* [YOUR TASK]: Count the lines in the records below that contain the string "woman". Reply with the number only.

* [THE DATA]:
--

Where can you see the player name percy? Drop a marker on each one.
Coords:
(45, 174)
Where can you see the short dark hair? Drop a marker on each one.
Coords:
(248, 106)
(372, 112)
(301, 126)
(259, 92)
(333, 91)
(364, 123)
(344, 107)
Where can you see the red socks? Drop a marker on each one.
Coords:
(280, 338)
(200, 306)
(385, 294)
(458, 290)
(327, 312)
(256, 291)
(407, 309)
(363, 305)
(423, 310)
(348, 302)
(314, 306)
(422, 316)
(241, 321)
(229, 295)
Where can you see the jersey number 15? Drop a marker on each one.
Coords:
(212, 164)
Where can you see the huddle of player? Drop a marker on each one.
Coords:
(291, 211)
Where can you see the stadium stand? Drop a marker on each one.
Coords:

--

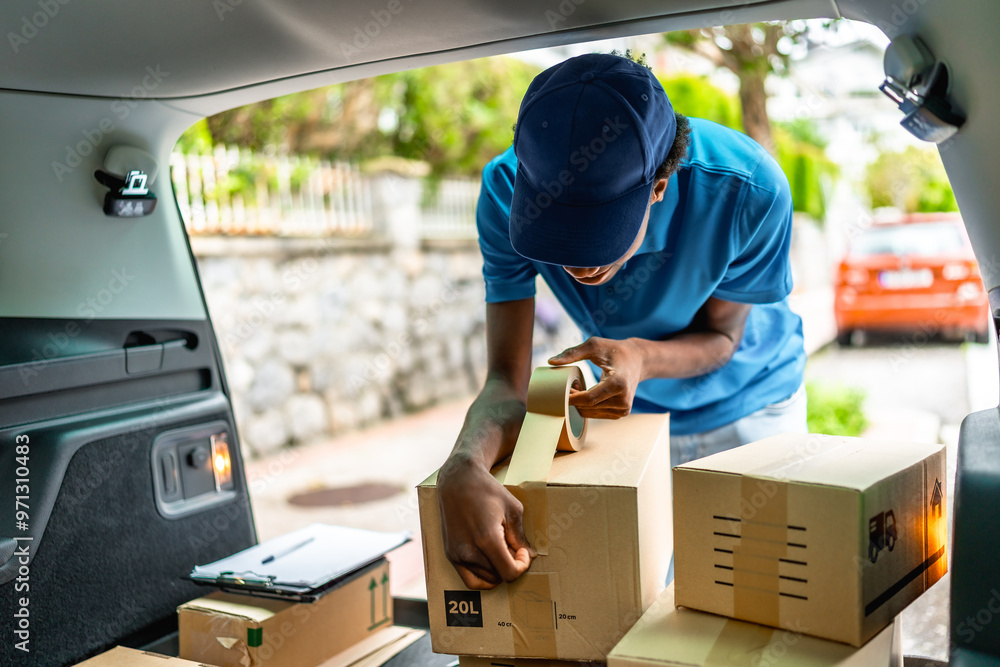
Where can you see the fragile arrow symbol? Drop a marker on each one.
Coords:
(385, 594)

--

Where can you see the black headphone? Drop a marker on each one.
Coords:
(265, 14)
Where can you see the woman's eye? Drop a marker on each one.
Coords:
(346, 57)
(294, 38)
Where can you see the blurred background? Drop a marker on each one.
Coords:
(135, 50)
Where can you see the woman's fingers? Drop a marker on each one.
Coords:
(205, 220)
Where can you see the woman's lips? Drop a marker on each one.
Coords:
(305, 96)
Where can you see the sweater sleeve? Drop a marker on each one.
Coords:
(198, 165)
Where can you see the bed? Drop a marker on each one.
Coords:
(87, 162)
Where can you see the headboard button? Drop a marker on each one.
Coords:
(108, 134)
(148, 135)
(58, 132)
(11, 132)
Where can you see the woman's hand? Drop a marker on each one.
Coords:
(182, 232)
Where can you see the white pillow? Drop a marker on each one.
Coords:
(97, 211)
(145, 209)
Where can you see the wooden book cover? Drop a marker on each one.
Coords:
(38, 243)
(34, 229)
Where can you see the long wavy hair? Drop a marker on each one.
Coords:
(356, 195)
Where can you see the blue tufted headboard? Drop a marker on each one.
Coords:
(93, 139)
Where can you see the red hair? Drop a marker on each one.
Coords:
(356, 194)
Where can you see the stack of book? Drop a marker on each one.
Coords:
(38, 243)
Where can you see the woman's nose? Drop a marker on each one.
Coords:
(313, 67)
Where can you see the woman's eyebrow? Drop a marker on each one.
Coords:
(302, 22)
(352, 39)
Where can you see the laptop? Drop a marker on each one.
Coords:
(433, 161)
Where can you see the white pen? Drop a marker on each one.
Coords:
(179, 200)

--

* [RESPONSE TO THE TASK]: 6